» Goal: Copy each of the records below word for word, line by line, with nothing changed or left out.

» Supplied material:
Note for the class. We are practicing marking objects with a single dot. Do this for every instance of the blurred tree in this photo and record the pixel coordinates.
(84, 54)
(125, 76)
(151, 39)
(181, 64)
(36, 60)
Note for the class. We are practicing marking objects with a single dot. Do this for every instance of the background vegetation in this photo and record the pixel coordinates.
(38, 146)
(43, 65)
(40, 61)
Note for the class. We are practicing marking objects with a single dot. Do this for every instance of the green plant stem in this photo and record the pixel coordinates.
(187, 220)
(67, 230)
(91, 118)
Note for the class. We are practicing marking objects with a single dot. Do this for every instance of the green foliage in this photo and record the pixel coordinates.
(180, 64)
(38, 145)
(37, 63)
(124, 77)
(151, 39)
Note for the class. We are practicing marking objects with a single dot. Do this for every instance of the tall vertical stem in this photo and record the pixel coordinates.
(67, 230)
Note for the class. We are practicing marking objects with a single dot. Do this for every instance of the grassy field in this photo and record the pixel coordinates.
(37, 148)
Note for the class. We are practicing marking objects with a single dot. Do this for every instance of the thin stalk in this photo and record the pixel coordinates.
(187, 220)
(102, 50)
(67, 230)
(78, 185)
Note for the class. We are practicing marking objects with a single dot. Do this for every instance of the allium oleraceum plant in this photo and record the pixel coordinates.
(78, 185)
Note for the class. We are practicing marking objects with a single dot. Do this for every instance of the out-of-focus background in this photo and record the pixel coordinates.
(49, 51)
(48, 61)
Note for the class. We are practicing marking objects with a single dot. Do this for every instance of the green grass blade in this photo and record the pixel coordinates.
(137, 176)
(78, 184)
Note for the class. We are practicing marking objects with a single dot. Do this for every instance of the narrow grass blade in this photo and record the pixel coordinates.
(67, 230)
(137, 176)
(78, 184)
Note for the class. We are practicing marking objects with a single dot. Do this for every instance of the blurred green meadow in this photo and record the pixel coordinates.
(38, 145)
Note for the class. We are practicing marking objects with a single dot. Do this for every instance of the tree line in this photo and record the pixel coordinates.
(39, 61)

» Exercise solution:
Note for the class. We are practicing marking objects with a single dot. Do this for every instance of the blurred tree in this photo and record the pixel coordinates.
(84, 54)
(125, 76)
(151, 39)
(181, 64)
(36, 60)
Note for the class. We are practicing marking objects with a single dot. Do this for every instance of the background vegetation in this photo and record the pixel coordinates.
(38, 146)
(43, 65)
(40, 61)
Note for the class. We are practicing marking objects with a single dot. Do this for every instance of the green plant stem in this photo and record the pixel coordinates.
(187, 220)
(67, 230)
(91, 118)
Note for the class. We are practicing marking objects with a single dot. Do this for every instance of the green foliage in this photo and record the pixel coordinates.
(180, 64)
(38, 145)
(37, 63)
(124, 77)
(151, 39)
Note for the class. We are practicing marking objects with a single dot. Do this for every instance of the tall vertical stem in this photo and record the pixel coordinates.
(67, 230)
Note for the class. We are practicing marking objects with a single dot. Do this for every instance of the grassy field in this photo and record the pixel coordinates.
(37, 148)
Note for the class. We are practicing marking objects with a single dot. Do this for every instance of the thin stalk in this photo and record the pixel coordinates.
(187, 220)
(102, 50)
(67, 230)
(78, 185)
Note for the class. We are practicing marking objects with a single dot. Do this for every instance of the allium oleraceum plant in this photo and record the pixel coordinates.
(78, 185)
Note for the class. We are practicing marking objects with a single dot. Do this for every instance of the out-of-focus background in this photo and record the pixel coordinates.
(49, 51)
(48, 61)
Note for the class. We are practicing marking objects with a single dot. Do this for every instance of the green grass blade in this photo and record the pixel coordinates.
(137, 176)
(78, 184)
Note for the class. We are practicing marking objects with a single dot. Do this for every instance of the narrow grass blade in this photo and record the pixel coordinates.
(67, 230)
(137, 176)
(78, 184)
Note for the class. We are practicing marking objects with a single dot. Do this for every instance of the blurred green meadow in this photo and record the pixel coordinates.
(38, 145)
Note for the class. We are practicing marking objects with a single dot. Do this for every instance of the tree line in this photo and record the pixel coordinates.
(39, 61)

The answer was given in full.